### Exercise requirements
With pictures left out, set down exactly the lines that begin at the one containing "# return one point per instance of the spectator, each" and end with the last line of the entries below.

Records provided START

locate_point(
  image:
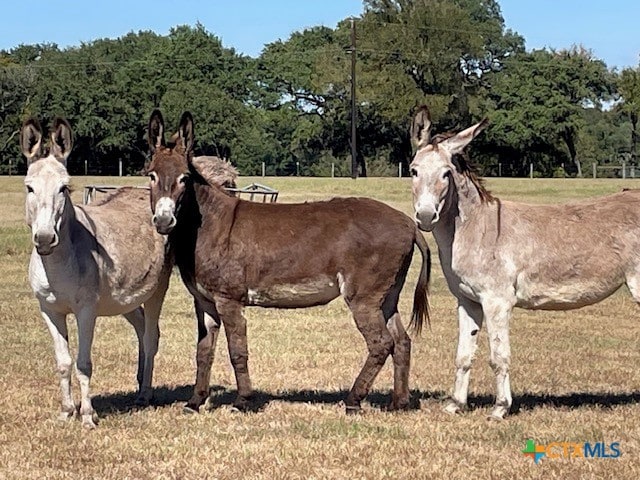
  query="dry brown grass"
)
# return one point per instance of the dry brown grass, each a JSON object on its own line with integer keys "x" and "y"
{"x": 575, "y": 377}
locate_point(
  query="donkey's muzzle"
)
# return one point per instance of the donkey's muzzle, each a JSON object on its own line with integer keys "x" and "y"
{"x": 45, "y": 242}
{"x": 164, "y": 224}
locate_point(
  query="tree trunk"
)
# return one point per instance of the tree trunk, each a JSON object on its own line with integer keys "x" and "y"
{"x": 634, "y": 137}
{"x": 567, "y": 136}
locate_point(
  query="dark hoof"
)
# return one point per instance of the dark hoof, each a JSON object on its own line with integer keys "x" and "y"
{"x": 395, "y": 407}
{"x": 353, "y": 410}
{"x": 190, "y": 409}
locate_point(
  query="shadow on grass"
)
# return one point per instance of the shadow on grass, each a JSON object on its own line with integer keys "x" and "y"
{"x": 124, "y": 402}
{"x": 528, "y": 401}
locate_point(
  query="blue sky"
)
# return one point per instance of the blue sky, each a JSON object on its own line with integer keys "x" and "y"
{"x": 609, "y": 28}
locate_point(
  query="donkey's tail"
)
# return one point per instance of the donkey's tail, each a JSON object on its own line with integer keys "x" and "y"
{"x": 421, "y": 295}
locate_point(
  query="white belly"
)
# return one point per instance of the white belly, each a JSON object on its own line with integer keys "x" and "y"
{"x": 317, "y": 291}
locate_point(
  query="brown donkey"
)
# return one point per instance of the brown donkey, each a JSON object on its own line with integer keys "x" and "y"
{"x": 234, "y": 253}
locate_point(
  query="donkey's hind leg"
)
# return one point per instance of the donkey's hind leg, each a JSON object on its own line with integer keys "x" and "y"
{"x": 235, "y": 328}
{"x": 371, "y": 324}
{"x": 633, "y": 282}
{"x": 401, "y": 362}
{"x": 136, "y": 319}
{"x": 208, "y": 330}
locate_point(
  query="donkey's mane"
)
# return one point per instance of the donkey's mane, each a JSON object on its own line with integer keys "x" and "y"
{"x": 466, "y": 168}
{"x": 216, "y": 171}
{"x": 115, "y": 195}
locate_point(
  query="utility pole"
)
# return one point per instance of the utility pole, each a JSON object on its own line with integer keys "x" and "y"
{"x": 354, "y": 149}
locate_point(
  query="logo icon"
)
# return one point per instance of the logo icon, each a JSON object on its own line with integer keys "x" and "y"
{"x": 536, "y": 452}
{"x": 572, "y": 450}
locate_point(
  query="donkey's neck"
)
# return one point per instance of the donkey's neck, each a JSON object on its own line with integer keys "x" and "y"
{"x": 464, "y": 204}
{"x": 67, "y": 248}
{"x": 202, "y": 205}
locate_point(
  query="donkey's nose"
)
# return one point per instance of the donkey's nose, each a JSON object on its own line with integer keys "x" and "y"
{"x": 45, "y": 242}
{"x": 164, "y": 224}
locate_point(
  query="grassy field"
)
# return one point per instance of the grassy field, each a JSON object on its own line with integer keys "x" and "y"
{"x": 574, "y": 375}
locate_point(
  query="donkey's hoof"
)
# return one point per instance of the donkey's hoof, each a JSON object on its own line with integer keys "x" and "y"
{"x": 453, "y": 407}
{"x": 144, "y": 398}
{"x": 497, "y": 414}
{"x": 353, "y": 410}
{"x": 190, "y": 409}
{"x": 90, "y": 421}
{"x": 65, "y": 416}
{"x": 396, "y": 406}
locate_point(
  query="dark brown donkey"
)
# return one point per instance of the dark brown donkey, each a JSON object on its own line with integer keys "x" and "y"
{"x": 234, "y": 253}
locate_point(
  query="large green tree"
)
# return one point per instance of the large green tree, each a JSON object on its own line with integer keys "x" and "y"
{"x": 537, "y": 105}
{"x": 629, "y": 90}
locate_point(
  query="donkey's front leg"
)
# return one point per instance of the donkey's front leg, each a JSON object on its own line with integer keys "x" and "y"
{"x": 151, "y": 339}
{"x": 208, "y": 330}
{"x": 235, "y": 328}
{"x": 57, "y": 324}
{"x": 469, "y": 324}
{"x": 497, "y": 315}
{"x": 84, "y": 368}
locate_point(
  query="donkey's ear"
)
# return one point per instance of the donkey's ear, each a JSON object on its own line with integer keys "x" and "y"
{"x": 185, "y": 132}
{"x": 61, "y": 139}
{"x": 457, "y": 143}
{"x": 156, "y": 131}
{"x": 421, "y": 128}
{"x": 31, "y": 140}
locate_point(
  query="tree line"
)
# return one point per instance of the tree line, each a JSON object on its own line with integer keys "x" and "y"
{"x": 289, "y": 108}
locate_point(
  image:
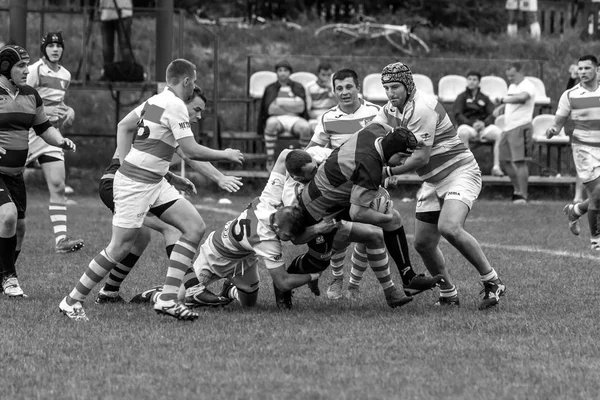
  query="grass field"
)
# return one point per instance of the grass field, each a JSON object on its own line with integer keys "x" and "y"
{"x": 541, "y": 342}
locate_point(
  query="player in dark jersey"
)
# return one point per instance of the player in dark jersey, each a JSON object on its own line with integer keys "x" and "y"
{"x": 345, "y": 184}
{"x": 21, "y": 108}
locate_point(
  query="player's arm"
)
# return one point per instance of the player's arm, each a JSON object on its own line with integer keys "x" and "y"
{"x": 418, "y": 159}
{"x": 195, "y": 151}
{"x": 125, "y": 131}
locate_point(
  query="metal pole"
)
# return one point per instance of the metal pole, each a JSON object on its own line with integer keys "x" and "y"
{"x": 18, "y": 22}
{"x": 164, "y": 38}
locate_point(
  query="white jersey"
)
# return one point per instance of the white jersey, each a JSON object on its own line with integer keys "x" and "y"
{"x": 164, "y": 119}
{"x": 426, "y": 117}
{"x": 335, "y": 126}
{"x": 52, "y": 86}
{"x": 583, "y": 106}
{"x": 519, "y": 114}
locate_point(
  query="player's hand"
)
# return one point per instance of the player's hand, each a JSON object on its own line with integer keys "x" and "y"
{"x": 231, "y": 184}
{"x": 326, "y": 225}
{"x": 552, "y": 131}
{"x": 67, "y": 144}
{"x": 183, "y": 184}
{"x": 67, "y": 117}
{"x": 234, "y": 155}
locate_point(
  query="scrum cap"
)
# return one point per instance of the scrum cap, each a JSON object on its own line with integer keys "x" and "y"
{"x": 51, "y": 37}
{"x": 9, "y": 56}
{"x": 398, "y": 72}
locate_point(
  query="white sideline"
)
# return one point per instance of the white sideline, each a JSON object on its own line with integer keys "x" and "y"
{"x": 525, "y": 249}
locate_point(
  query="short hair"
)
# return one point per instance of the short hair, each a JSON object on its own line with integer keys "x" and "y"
{"x": 324, "y": 66}
{"x": 295, "y": 160}
{"x": 516, "y": 65}
{"x": 178, "y": 70}
{"x": 199, "y": 92}
{"x": 344, "y": 73}
{"x": 589, "y": 57}
{"x": 292, "y": 215}
{"x": 474, "y": 73}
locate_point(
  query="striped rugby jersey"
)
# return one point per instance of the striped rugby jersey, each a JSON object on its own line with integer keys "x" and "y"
{"x": 248, "y": 234}
{"x": 352, "y": 174}
{"x": 584, "y": 108}
{"x": 321, "y": 97}
{"x": 164, "y": 119}
{"x": 335, "y": 126}
{"x": 424, "y": 116}
{"x": 18, "y": 114}
{"x": 52, "y": 86}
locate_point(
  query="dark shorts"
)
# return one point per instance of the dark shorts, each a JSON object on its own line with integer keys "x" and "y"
{"x": 12, "y": 190}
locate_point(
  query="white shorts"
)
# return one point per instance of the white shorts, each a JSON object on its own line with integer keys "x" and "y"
{"x": 38, "y": 147}
{"x": 133, "y": 199}
{"x": 288, "y": 121}
{"x": 463, "y": 184}
{"x": 523, "y": 5}
{"x": 210, "y": 266}
{"x": 587, "y": 161}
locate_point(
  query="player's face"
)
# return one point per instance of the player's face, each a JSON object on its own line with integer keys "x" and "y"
{"x": 195, "y": 108}
{"x": 587, "y": 71}
{"x": 19, "y": 72}
{"x": 346, "y": 91}
{"x": 308, "y": 172}
{"x": 324, "y": 76}
{"x": 472, "y": 82}
{"x": 396, "y": 93}
{"x": 54, "y": 52}
{"x": 283, "y": 74}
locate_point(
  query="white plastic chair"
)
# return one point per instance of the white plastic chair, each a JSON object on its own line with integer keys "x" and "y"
{"x": 259, "y": 81}
{"x": 493, "y": 87}
{"x": 303, "y": 77}
{"x": 424, "y": 83}
{"x": 540, "y": 91}
{"x": 373, "y": 89}
{"x": 450, "y": 86}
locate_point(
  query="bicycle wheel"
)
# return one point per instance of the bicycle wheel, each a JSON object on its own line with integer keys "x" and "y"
{"x": 332, "y": 31}
{"x": 409, "y": 43}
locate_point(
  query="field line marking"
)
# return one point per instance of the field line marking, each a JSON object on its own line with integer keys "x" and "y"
{"x": 526, "y": 249}
{"x": 532, "y": 249}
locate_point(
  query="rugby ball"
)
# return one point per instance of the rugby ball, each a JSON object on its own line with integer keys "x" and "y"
{"x": 381, "y": 202}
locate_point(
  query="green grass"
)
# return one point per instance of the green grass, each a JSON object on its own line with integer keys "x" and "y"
{"x": 541, "y": 342}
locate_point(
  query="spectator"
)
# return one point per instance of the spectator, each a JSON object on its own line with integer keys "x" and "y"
{"x": 116, "y": 16}
{"x": 516, "y": 139}
{"x": 474, "y": 115}
{"x": 528, "y": 8}
{"x": 283, "y": 109}
{"x": 320, "y": 93}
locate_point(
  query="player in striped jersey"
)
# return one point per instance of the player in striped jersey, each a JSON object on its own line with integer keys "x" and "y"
{"x": 582, "y": 104}
{"x": 21, "y": 108}
{"x": 140, "y": 187}
{"x": 334, "y": 127}
{"x": 52, "y": 80}
{"x": 452, "y": 181}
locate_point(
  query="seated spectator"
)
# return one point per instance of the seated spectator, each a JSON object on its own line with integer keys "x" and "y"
{"x": 320, "y": 93}
{"x": 473, "y": 113}
{"x": 283, "y": 109}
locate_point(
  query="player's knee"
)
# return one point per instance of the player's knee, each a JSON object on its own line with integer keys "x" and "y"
{"x": 8, "y": 219}
{"x": 247, "y": 299}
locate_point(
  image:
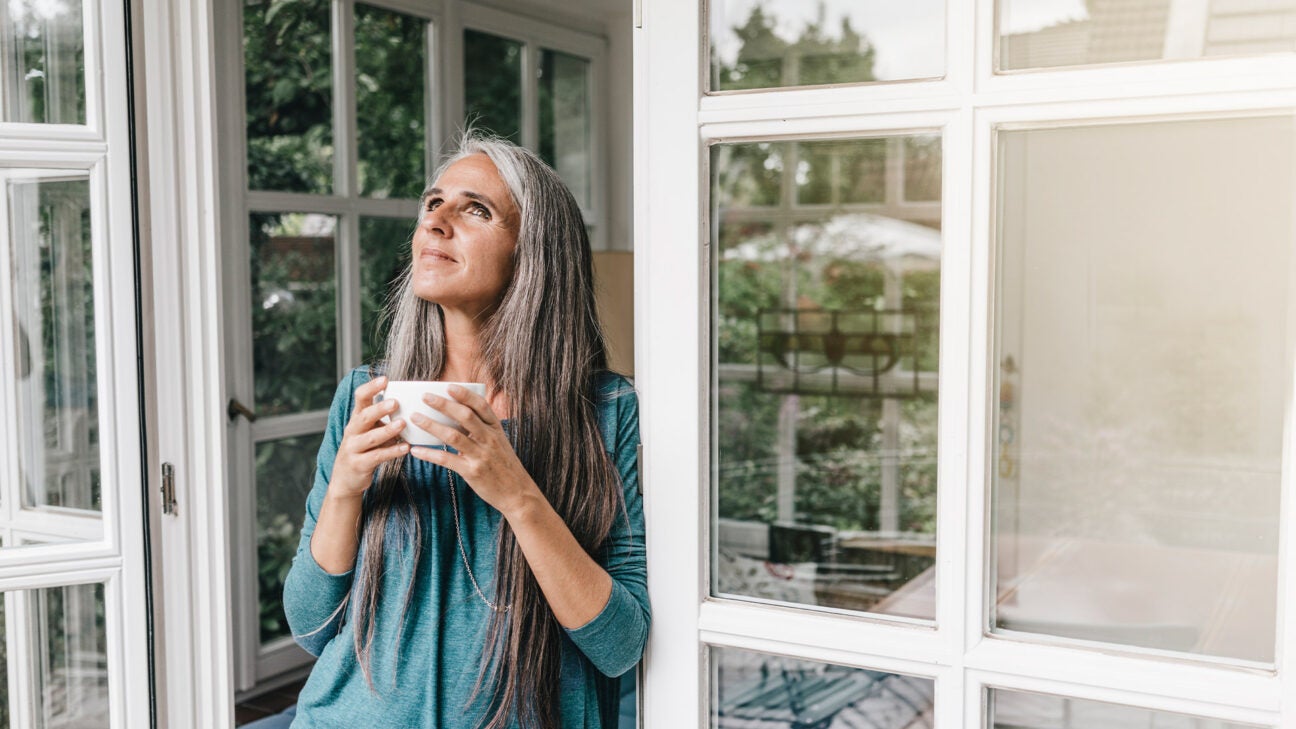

Records provided END

### Answer space
# return one point per instance of the spectator, each a JSON object on its own line with integer keys "x" and "y"
{"x": 116, "y": 16}
{"x": 516, "y": 139}
{"x": 474, "y": 115}
{"x": 528, "y": 8}
{"x": 283, "y": 109}
{"x": 320, "y": 93}
locate_point(
  query="player in striped jersey"
)
# return one point per instance of the player in striped jersey, each a JSON object on its own line with integer keys "x" and "y"
{"x": 582, "y": 104}
{"x": 21, "y": 108}
{"x": 140, "y": 187}
{"x": 334, "y": 127}
{"x": 52, "y": 80}
{"x": 452, "y": 181}
locate_point(
  query="seated spectator"
)
# return one point per instance of the seated spectator, each a JSON object on its own line with integer keys "x" and "y"
{"x": 320, "y": 93}
{"x": 473, "y": 113}
{"x": 283, "y": 109}
locate_point(
  query="player's knee"
)
# return one point per instance of the player's knee, each a JSON object on its own line with integer keys "x" and "y"
{"x": 8, "y": 219}
{"x": 247, "y": 299}
locate_point(
  image:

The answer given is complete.